▶ [Exercise objective]:
Answer these questions from the text on orchestrating agents:
1. According to the text, what may failures necessitate?
2. In the example, what is the agent tasked with?
3. What does UGC stand for?

Selected text: Begin

To complete the requested work, the agent may still need to reason reactively to tie together outputs from different functions. Failures may necessitate deeper reasoning or a return to the planning stage. But for those aspects of the work covered by common tasks with existing implementations, the orchestrating agent will only need to orchestrate the CLI commands, based on its knowledge of the types they consume and produce.

An example

Consider the example of an agent tasked with responding to public issues raised by users. A typical workflow for this kind of task might run with a token with broad permissions on the repository in question, or might even run commands as a user with access to thousands of repositories. That agent would read into context all of the untrusted, user-generated content (UGC) in the issue, and could be tricked into performing dangerous actions.

Selected text: End
Data listing: Begin

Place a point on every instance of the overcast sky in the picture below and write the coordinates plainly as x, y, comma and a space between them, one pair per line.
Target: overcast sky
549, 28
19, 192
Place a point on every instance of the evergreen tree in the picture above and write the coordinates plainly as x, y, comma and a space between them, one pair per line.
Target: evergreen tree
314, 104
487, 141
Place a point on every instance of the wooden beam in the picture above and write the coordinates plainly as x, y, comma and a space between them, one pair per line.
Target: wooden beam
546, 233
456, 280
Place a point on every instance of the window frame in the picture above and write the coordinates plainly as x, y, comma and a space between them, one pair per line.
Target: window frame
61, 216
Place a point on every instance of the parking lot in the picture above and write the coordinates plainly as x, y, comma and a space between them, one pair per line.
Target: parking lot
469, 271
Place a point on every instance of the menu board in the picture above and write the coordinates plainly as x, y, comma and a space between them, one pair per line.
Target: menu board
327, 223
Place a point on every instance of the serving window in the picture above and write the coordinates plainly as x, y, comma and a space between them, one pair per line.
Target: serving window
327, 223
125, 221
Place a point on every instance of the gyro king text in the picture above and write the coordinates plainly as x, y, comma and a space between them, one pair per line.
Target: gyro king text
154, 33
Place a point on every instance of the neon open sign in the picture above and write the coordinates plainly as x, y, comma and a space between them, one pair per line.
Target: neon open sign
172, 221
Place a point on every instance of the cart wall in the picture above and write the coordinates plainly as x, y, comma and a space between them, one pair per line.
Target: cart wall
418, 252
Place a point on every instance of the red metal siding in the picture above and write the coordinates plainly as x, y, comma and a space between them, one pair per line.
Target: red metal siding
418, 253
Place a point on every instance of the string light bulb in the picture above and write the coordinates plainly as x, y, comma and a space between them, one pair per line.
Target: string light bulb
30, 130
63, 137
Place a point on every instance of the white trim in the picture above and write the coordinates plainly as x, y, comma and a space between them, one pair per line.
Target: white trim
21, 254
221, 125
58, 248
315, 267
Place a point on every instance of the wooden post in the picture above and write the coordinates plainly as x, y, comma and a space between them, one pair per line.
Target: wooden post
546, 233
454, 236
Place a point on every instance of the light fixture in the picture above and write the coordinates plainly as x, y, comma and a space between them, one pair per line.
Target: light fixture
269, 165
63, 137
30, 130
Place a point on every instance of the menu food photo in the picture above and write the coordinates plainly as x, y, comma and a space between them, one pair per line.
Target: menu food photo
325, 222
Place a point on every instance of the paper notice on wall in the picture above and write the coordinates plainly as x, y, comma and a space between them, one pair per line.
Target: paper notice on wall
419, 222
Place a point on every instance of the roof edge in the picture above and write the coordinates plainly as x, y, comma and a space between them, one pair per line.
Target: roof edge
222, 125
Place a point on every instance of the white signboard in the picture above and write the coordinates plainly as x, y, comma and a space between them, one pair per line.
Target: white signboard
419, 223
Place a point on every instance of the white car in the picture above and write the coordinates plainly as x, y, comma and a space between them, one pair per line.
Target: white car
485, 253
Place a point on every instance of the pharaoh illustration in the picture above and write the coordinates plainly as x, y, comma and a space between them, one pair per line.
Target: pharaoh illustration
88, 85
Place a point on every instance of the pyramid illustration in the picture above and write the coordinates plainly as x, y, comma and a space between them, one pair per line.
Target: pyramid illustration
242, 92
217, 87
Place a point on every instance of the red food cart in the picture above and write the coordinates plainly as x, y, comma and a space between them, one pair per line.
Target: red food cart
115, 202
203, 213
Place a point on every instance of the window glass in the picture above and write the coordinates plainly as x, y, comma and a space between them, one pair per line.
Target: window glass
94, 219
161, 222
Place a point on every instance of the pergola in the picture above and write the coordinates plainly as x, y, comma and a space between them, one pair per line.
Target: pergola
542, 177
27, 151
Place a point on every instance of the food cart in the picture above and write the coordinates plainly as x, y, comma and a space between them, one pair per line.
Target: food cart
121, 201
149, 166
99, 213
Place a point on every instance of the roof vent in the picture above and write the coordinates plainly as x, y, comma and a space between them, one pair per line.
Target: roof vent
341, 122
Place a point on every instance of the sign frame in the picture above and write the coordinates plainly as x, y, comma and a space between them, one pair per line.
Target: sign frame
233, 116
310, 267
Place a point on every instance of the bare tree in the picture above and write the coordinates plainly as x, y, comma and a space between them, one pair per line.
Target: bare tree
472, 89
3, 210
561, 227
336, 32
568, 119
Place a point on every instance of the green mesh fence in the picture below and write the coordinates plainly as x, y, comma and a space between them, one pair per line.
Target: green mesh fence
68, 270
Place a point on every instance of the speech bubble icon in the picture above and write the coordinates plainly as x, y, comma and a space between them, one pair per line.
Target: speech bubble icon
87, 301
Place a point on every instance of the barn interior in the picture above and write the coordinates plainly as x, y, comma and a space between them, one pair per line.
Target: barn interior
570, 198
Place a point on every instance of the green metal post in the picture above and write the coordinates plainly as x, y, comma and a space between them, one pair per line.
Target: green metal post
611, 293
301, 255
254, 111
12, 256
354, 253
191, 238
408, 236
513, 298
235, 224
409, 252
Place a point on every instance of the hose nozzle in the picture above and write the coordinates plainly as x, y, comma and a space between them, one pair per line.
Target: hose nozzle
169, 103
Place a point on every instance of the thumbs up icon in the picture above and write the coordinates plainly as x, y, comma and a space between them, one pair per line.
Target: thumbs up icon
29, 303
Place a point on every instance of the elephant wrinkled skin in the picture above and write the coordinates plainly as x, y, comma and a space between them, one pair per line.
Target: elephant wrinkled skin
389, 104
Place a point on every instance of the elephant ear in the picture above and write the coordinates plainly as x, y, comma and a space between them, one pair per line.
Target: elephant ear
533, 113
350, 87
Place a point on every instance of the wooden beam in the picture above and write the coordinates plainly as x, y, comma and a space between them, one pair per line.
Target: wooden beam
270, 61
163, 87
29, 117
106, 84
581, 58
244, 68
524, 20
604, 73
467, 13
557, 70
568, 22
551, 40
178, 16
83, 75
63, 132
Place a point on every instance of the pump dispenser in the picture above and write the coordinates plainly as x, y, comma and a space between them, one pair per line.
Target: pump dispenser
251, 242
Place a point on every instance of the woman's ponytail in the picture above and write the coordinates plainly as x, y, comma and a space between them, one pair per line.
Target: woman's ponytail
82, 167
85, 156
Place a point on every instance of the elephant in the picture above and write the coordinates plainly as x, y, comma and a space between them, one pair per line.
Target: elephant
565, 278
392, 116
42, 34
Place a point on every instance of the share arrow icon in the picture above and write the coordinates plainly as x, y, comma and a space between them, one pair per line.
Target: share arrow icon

Data listing: End

▶ [Output below]:
1. Deeper reasoning or a return to the planning stage.
2. Responding to public issues raised by users.
3. User-generated content.